● **Task directions**
Report each line in the data below that contains the word "target", copying every such line in full.
====== Material supplied ======
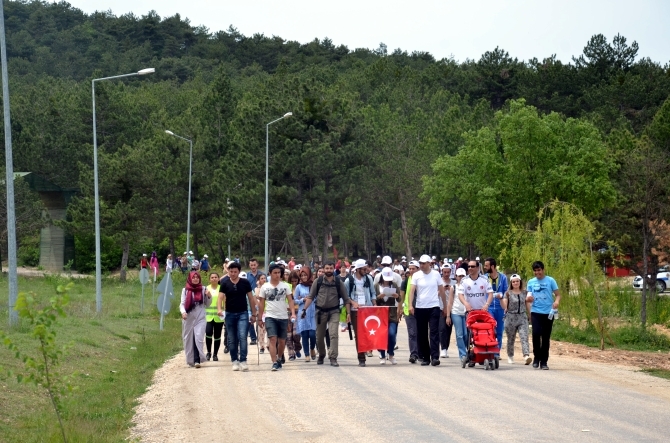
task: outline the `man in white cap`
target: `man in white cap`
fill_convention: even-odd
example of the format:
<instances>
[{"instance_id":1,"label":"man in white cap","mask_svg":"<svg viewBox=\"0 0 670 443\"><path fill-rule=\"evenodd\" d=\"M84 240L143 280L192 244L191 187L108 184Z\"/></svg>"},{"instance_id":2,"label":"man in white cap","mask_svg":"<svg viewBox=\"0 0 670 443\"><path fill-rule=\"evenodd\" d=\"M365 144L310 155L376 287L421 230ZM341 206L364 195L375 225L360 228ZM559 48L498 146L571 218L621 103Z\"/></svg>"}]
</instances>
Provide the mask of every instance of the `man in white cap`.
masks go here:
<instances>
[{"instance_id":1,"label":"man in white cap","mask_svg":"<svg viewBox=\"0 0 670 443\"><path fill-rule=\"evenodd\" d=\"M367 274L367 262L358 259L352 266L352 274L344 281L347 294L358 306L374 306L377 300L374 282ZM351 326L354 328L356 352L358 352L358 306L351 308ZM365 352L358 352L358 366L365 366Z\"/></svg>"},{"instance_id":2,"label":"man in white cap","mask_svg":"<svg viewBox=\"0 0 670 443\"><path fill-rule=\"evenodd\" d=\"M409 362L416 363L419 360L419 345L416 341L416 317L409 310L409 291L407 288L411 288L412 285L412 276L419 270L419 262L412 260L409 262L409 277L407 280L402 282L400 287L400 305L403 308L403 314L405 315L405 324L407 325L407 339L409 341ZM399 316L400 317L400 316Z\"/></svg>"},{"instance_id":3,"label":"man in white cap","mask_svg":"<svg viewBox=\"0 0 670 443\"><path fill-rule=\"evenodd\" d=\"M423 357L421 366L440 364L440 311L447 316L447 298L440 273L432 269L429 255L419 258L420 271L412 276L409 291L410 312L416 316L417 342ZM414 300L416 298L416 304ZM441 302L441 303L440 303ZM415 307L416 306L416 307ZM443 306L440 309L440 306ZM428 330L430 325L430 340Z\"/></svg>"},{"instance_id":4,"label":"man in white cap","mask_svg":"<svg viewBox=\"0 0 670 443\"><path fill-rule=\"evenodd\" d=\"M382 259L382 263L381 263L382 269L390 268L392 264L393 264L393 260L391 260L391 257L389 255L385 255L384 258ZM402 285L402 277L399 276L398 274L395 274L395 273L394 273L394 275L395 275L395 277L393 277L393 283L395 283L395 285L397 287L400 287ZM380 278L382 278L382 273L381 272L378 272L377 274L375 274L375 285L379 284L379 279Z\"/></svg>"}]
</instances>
======
====== Material supplied ======
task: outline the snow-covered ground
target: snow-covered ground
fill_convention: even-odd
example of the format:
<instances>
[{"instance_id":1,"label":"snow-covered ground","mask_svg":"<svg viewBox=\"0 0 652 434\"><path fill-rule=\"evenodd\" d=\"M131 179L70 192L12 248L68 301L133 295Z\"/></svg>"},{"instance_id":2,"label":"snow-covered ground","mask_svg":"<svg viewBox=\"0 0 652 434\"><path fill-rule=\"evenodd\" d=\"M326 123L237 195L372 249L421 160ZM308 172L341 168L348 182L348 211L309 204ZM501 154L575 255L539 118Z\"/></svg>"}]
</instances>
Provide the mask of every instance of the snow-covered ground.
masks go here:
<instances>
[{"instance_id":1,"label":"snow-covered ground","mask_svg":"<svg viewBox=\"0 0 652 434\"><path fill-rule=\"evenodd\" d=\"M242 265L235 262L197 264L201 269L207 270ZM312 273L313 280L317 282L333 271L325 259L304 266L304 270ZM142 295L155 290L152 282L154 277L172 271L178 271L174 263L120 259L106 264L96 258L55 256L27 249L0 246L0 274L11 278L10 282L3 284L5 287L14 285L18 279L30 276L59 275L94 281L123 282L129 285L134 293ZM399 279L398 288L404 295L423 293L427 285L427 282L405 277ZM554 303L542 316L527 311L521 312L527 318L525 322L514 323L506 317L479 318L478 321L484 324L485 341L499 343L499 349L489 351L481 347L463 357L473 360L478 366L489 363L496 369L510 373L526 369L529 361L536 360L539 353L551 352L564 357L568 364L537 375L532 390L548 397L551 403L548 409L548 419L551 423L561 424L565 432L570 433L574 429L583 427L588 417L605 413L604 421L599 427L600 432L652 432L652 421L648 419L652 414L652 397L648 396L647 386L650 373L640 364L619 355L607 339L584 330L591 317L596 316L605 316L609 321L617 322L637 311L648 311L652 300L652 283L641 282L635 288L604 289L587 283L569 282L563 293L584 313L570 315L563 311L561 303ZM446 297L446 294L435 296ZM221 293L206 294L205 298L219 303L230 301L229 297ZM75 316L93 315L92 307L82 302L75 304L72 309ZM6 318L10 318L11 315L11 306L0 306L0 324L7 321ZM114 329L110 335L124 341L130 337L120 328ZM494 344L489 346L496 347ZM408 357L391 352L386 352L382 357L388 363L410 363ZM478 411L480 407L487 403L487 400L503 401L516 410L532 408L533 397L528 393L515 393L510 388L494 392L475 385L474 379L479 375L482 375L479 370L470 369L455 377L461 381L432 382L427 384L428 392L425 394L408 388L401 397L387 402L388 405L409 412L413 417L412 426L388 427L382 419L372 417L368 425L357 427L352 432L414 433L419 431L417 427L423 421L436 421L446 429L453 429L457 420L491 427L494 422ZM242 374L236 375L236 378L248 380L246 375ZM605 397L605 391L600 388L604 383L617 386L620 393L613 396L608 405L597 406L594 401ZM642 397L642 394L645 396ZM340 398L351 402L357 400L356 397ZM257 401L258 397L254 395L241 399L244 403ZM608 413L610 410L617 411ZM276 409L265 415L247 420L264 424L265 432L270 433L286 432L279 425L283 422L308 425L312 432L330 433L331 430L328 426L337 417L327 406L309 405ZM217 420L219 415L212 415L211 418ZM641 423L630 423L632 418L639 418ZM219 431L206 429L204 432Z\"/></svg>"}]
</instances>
======
● **Solution below**
target: `man in white cap`
target: snow-covered ground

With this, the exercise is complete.